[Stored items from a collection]
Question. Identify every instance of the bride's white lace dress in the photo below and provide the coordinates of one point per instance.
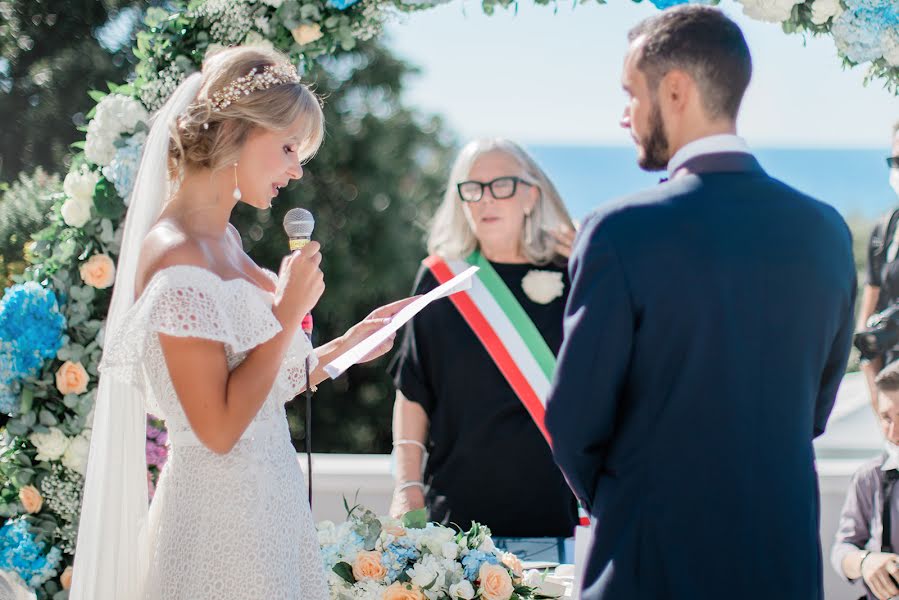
(233, 526)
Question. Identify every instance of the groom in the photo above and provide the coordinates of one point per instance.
(706, 332)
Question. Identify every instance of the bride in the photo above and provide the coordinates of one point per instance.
(200, 335)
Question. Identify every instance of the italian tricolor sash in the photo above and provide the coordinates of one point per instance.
(507, 333)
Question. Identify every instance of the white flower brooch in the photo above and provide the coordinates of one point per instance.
(543, 286)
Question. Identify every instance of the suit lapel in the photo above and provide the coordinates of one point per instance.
(723, 162)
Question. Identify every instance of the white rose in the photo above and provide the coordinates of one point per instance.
(422, 574)
(463, 590)
(212, 48)
(890, 45)
(436, 538)
(822, 10)
(487, 545)
(255, 39)
(450, 550)
(543, 286)
(75, 457)
(76, 212)
(773, 11)
(116, 114)
(50, 445)
(532, 578)
(80, 184)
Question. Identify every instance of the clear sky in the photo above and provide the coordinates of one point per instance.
(553, 78)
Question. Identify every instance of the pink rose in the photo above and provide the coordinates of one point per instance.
(31, 499)
(71, 378)
(403, 591)
(495, 583)
(367, 566)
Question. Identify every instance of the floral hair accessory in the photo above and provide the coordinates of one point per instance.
(255, 80)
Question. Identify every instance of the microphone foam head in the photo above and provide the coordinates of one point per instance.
(299, 223)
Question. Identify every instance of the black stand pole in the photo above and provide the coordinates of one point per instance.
(308, 429)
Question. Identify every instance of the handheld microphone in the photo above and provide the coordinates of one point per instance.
(298, 225)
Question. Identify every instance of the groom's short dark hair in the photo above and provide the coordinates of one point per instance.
(704, 43)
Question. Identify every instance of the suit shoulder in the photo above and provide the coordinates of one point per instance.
(633, 209)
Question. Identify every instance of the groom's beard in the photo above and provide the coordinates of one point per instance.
(655, 146)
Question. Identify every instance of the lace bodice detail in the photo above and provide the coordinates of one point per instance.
(188, 301)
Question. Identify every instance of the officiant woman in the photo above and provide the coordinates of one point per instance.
(472, 371)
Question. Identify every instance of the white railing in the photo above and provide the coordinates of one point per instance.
(851, 438)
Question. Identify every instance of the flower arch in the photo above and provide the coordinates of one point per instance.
(51, 321)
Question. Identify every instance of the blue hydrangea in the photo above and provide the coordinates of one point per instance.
(20, 552)
(859, 30)
(341, 4)
(31, 331)
(123, 168)
(663, 4)
(473, 561)
(397, 558)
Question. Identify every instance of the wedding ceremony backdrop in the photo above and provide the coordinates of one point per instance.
(372, 188)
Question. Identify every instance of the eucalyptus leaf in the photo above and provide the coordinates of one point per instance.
(345, 572)
(47, 418)
(415, 519)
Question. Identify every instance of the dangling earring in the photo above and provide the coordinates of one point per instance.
(237, 195)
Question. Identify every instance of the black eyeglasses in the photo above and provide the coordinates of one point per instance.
(501, 188)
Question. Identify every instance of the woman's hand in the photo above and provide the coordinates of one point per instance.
(300, 285)
(878, 570)
(370, 324)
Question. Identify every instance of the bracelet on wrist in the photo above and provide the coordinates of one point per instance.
(861, 563)
(404, 485)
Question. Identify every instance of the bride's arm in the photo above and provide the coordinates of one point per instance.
(220, 404)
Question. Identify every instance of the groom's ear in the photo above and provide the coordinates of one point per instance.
(675, 91)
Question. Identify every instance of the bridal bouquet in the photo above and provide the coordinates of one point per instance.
(378, 558)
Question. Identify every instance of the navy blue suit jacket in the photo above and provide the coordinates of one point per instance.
(706, 332)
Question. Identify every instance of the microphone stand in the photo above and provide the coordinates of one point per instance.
(308, 427)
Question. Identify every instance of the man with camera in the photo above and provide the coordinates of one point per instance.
(869, 522)
(878, 317)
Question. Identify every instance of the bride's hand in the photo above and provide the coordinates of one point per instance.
(377, 319)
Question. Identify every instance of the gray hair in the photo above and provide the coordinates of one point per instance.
(451, 235)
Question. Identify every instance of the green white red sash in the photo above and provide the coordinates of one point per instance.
(507, 333)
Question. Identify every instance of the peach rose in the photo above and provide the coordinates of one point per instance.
(306, 33)
(66, 578)
(98, 271)
(514, 564)
(495, 583)
(71, 378)
(394, 529)
(403, 591)
(367, 566)
(31, 499)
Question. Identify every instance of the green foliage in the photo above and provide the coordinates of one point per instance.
(52, 57)
(24, 206)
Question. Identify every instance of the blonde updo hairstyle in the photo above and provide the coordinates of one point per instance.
(210, 138)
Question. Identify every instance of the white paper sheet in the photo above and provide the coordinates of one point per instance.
(459, 283)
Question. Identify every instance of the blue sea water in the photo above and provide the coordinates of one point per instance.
(855, 181)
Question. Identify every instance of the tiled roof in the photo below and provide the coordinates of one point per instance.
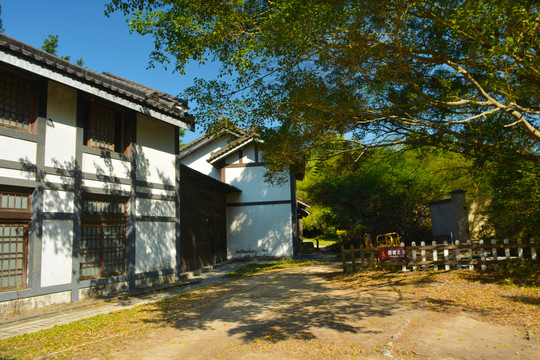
(248, 137)
(189, 148)
(119, 86)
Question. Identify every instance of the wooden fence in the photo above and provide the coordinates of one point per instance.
(443, 256)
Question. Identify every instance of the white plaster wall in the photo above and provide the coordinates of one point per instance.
(60, 139)
(248, 156)
(58, 201)
(56, 256)
(95, 164)
(58, 179)
(264, 230)
(17, 174)
(18, 150)
(152, 207)
(197, 160)
(107, 186)
(72, 82)
(146, 190)
(251, 181)
(155, 246)
(155, 151)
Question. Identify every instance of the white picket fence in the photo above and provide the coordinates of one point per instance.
(444, 256)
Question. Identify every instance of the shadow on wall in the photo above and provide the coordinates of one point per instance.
(155, 240)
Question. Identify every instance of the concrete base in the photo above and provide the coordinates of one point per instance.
(35, 302)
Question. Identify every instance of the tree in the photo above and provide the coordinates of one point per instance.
(404, 70)
(1, 25)
(50, 45)
(386, 191)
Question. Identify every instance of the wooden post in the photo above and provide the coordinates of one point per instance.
(352, 258)
(458, 256)
(471, 266)
(495, 256)
(446, 255)
(482, 256)
(344, 258)
(404, 266)
(506, 250)
(423, 254)
(435, 256)
(413, 255)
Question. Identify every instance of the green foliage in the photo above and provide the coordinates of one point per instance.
(345, 76)
(50, 44)
(387, 191)
(403, 70)
(1, 25)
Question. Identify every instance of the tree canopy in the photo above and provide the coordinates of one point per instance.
(384, 72)
(346, 76)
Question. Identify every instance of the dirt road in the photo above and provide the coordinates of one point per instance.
(301, 314)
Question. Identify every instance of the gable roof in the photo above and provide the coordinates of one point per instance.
(207, 138)
(232, 147)
(114, 88)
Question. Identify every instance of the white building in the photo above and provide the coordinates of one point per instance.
(93, 197)
(262, 218)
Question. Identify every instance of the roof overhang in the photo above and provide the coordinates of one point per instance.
(33, 60)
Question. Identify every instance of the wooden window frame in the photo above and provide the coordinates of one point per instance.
(101, 220)
(119, 133)
(32, 111)
(15, 217)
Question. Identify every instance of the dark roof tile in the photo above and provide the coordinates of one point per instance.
(165, 103)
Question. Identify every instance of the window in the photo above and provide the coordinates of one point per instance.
(16, 102)
(15, 214)
(103, 238)
(108, 128)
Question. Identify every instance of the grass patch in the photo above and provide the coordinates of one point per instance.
(96, 337)
(510, 295)
(322, 242)
(253, 269)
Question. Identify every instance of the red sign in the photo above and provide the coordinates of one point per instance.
(393, 253)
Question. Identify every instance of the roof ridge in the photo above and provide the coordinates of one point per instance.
(165, 103)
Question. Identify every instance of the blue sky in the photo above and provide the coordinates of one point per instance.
(105, 44)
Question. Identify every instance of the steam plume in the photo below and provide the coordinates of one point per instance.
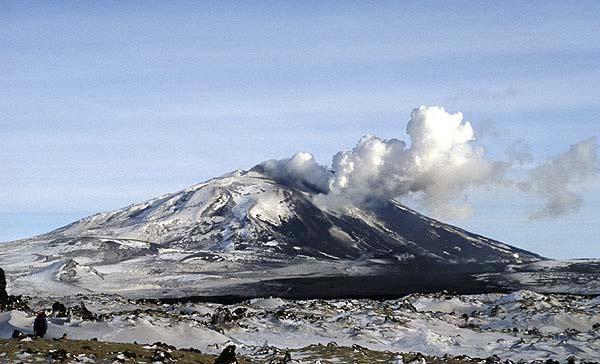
(441, 163)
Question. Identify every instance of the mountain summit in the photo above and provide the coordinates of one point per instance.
(244, 234)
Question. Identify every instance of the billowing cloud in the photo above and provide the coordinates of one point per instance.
(556, 180)
(439, 164)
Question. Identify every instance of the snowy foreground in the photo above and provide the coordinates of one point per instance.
(518, 326)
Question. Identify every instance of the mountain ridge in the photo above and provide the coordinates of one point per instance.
(244, 230)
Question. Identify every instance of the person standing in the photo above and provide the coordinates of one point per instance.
(40, 325)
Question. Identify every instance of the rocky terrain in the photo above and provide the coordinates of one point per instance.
(445, 328)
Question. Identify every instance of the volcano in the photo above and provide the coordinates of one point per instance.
(245, 235)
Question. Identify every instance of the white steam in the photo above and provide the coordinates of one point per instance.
(555, 179)
(440, 165)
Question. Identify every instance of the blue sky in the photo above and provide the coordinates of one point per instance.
(103, 105)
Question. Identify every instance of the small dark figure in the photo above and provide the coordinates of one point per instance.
(40, 325)
(227, 356)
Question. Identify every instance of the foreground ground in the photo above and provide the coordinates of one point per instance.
(91, 351)
(445, 328)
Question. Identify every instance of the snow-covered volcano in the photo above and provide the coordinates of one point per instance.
(244, 234)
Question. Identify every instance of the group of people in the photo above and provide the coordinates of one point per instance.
(40, 326)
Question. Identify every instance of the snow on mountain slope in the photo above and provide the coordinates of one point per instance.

**WORK REQUIRED**:
Return exactly the lines from the one containing "Question. Identify every instance of the mountain summit" to the last line of the data, and nothing more.

**SOLUTION**:
Question. Identify every instance of the mountain summit in the photo above and provide the coordinates of one point per instance.
(244, 234)
Question. Identify every instance of the billowing cloud in the photo above and provide the coordinates of one point per instance.
(556, 180)
(439, 164)
Question. Identify every instance of the snowy foreground in the photo above and provide the coordinates of one point per instance.
(518, 326)
Question. Identify every instance of the mountain ridge in the photo above and provide the coordinates of one point per instance.
(244, 230)
Question. Identify every instance of the person standing in the photo above and provide the coordinates of one point per instance.
(40, 325)
Question. Identify every instance of the rocky terrain in the photo above and provide the coordinates of one point per instance.
(445, 328)
Question. Identify every instance of the volcano in the photo above and provide the coordinates of one point per instance.
(245, 235)
Question. Identify every instance of the white steam in the photo above and provide the coordinates of one point per instance.
(555, 179)
(440, 165)
Question. Identify every instance of the blue sky in the photo above and provide the coordinates of one point per instance.
(103, 105)
Question. Identify every instance of the small dark figure in the photo above and provide the coordinates of one point per instance.
(40, 325)
(227, 356)
Question. Identify every instance of the foreground ground in the photo above and provide the coordinates of one point per instance.
(91, 351)
(445, 328)
Question. Identify every instance of the snow-covered volcano in the photo above and provide the coordinates of one point per instance.
(244, 234)
Question. Identify every instance of the group of people in the photo above and provide the coordinates of one point per instance.
(40, 326)
Question. Identify every instance of the snow on mountain slope in the photo above and provide the coordinates of one point per instance.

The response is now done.